Data under study section start

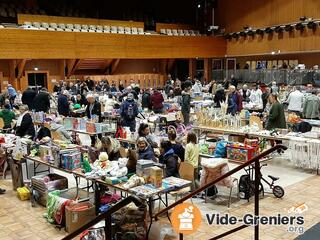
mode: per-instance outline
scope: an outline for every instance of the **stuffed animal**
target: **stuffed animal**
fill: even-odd
[[[126,167],[128,162],[127,158],[119,158],[118,164],[114,166],[110,175],[112,177],[123,177],[126,176],[128,173],[128,168]]]
[[[106,169],[109,165],[109,156],[106,152],[102,152],[99,154],[99,160],[95,161],[93,166],[98,167],[100,169]]]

Data under study section end

Task instructions
Each entry needs to be returned verbatim, with its pictures left out.

Response
mode: per-instance outline
scope: an outline for every instance of the **stuffed animal**
target: **stuffed animal**
fill: even-odd
[[[126,167],[128,162],[127,158],[119,158],[118,164],[114,166],[110,175],[112,177],[123,177],[126,176],[128,173],[128,168]]]
[[[106,169],[109,165],[109,156],[106,152],[102,152],[99,154],[99,160],[95,161],[93,166],[98,167],[100,169]]]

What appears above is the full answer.